» **Problem**:
Find the line below that contains "Our annotation team needs the train door". Transcribe it and every line after it exactly, adding nothing.

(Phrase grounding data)
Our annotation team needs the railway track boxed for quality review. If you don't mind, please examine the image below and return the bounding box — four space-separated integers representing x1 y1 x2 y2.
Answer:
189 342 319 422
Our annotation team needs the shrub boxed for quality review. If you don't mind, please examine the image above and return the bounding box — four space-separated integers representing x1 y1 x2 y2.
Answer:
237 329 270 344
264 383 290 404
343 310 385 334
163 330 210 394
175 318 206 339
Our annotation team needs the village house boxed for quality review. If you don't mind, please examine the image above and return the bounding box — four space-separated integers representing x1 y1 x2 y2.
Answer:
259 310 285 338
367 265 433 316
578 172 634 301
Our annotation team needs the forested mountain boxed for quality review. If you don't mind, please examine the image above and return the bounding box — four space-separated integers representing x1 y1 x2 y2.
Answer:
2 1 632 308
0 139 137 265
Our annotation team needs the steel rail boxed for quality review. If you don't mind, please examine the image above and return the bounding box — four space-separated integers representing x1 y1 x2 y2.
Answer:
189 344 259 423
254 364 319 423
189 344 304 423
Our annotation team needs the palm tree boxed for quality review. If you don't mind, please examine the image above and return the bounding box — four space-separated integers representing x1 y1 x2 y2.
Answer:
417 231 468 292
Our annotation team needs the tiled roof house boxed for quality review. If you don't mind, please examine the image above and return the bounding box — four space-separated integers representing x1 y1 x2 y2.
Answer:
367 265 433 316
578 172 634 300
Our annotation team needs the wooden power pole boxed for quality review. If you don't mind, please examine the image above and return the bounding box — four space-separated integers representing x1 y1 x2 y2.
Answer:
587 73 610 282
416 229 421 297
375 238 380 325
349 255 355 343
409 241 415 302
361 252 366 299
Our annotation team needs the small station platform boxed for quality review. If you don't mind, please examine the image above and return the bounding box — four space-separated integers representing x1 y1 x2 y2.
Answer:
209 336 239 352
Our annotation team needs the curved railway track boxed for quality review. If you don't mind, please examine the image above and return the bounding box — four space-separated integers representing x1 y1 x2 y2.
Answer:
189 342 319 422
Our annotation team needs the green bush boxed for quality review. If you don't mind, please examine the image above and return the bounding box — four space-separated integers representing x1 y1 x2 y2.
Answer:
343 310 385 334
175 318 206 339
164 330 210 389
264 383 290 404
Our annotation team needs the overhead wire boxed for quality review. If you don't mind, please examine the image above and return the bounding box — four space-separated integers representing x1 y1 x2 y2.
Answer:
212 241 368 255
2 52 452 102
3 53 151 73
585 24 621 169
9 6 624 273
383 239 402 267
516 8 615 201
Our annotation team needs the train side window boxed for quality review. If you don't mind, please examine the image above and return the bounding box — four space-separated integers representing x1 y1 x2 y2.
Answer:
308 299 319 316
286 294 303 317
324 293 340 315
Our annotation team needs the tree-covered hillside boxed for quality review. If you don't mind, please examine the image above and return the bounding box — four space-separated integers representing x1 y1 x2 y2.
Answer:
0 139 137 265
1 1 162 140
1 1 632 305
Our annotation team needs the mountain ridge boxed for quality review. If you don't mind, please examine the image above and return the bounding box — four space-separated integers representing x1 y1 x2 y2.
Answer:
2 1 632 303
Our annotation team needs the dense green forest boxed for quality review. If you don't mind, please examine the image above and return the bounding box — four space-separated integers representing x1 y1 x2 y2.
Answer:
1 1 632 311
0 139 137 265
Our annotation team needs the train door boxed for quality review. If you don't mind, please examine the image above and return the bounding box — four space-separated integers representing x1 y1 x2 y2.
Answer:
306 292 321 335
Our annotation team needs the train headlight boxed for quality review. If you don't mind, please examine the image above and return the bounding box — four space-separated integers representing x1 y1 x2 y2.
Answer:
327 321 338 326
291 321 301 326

» **Output for this task**:
Our annotation team needs the train door boxed for quality review. If you don't mind, please examine the image above and return the bounding box — four space-separated integers representing x1 y1 x2 y2.
Answer:
306 292 321 335
Our annotation team needs the train headlight boxed for quality review. If you don't mind, please examine the image above and return the bounding box — four space-separated integers representing x1 y1 x2 y2.
Answer:
327 321 338 326
291 321 301 326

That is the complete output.